(Referring expression pointing data)
━━━━━━

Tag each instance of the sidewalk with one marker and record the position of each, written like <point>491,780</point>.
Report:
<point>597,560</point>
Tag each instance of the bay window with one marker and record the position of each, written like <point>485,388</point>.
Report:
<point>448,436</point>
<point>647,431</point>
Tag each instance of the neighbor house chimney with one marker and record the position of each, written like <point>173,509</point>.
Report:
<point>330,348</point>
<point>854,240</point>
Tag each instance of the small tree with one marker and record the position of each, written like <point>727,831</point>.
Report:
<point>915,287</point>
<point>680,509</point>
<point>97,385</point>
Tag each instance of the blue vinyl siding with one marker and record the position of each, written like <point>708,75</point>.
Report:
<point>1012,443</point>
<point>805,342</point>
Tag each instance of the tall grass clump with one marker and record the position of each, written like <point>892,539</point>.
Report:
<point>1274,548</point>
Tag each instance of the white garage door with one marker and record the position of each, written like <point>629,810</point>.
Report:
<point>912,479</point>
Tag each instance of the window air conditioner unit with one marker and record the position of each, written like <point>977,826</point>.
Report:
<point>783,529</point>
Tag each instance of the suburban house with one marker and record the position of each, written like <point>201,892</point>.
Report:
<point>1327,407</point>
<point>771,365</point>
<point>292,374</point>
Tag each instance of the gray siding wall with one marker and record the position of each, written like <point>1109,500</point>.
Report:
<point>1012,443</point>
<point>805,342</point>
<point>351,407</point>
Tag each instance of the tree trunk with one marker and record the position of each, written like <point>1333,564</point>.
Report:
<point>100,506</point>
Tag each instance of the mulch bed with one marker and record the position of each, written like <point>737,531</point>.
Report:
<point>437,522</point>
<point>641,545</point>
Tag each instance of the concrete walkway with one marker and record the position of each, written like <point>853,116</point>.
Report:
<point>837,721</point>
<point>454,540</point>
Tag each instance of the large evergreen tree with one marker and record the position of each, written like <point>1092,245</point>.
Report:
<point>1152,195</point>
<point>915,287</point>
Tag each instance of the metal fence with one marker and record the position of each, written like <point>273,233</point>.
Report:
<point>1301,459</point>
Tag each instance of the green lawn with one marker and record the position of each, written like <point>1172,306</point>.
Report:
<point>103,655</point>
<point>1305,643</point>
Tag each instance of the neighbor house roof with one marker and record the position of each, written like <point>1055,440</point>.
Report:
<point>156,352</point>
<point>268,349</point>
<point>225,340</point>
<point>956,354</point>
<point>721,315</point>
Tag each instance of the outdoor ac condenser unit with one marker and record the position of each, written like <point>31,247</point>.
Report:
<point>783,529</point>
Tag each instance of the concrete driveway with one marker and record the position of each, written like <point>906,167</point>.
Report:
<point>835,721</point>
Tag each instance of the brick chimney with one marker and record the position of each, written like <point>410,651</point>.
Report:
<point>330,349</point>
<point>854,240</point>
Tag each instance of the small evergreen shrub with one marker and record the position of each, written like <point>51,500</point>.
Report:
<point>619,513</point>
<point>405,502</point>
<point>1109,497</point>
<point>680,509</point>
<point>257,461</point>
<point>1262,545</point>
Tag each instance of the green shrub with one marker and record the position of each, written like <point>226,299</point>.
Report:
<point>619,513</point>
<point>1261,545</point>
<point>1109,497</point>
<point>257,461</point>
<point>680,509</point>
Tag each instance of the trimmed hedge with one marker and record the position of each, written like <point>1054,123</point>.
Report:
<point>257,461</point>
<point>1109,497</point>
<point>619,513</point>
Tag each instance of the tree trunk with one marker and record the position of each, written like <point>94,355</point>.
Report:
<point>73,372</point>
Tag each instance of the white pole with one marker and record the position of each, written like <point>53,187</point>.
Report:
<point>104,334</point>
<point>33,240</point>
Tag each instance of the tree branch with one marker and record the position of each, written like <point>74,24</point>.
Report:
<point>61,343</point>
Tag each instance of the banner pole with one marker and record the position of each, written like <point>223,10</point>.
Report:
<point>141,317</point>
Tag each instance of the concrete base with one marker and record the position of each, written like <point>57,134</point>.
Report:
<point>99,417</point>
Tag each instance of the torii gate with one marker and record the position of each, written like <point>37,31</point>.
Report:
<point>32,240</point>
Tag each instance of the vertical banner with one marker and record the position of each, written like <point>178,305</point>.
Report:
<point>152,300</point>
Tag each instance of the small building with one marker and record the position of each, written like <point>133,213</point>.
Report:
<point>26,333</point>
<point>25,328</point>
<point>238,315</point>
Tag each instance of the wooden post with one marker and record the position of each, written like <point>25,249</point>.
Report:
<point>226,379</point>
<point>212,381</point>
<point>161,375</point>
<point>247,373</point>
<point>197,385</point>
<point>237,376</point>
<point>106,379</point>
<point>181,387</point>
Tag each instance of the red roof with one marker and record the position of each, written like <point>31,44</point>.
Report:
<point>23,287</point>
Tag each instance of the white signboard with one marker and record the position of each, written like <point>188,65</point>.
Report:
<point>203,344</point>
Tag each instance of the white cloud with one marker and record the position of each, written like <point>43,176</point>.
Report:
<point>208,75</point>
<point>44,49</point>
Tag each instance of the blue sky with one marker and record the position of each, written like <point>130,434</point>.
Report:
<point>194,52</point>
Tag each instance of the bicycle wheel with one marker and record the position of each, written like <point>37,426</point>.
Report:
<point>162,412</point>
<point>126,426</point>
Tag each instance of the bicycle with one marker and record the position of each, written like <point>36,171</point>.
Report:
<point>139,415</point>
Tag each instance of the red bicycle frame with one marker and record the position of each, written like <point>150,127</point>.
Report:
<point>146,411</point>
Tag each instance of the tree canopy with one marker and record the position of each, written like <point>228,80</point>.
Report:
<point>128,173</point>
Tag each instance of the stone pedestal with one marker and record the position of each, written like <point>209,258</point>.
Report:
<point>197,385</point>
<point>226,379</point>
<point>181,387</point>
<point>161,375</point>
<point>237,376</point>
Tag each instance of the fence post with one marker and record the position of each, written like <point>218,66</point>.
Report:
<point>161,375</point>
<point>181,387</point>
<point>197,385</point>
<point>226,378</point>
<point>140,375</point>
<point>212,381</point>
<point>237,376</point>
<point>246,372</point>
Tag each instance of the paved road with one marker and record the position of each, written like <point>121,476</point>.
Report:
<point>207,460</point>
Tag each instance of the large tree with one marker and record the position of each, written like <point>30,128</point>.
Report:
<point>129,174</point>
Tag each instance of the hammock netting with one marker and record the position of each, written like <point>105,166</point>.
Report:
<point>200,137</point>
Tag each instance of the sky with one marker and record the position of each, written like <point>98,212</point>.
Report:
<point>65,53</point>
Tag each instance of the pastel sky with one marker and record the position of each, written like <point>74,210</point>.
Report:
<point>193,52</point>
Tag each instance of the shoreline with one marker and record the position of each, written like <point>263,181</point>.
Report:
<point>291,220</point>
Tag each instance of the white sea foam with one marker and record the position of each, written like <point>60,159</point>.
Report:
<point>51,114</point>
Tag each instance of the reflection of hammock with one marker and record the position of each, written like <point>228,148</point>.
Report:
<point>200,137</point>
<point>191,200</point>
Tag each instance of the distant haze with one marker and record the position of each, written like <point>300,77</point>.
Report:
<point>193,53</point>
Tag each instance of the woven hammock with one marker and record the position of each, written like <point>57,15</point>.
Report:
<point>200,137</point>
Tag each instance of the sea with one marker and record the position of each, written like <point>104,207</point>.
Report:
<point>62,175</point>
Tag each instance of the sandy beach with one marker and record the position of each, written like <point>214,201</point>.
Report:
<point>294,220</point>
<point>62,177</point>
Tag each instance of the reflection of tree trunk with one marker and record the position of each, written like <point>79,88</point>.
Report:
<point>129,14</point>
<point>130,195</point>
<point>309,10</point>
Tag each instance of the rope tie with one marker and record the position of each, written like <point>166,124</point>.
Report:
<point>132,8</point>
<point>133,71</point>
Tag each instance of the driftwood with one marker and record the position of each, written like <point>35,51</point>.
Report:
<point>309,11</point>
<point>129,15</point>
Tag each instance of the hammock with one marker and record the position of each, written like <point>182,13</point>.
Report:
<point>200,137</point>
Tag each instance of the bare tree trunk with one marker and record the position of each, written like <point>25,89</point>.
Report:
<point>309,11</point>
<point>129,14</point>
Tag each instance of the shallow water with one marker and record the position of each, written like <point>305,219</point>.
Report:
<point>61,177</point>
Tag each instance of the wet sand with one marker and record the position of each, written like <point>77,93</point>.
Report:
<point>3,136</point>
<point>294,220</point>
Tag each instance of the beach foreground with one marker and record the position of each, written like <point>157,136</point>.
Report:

━━━━━━

(WHAT YOU WILL DO): Pull each line containing "neighbor" from the records.

(WRITTEN ANSWER):
Tag each instance of the neighbor house chimney with one marker and record the position of each, written like <point>173,509</point>.
Tag each instance of the neighbor house roof with one marker and record the position of each, written like <point>1055,440</point>.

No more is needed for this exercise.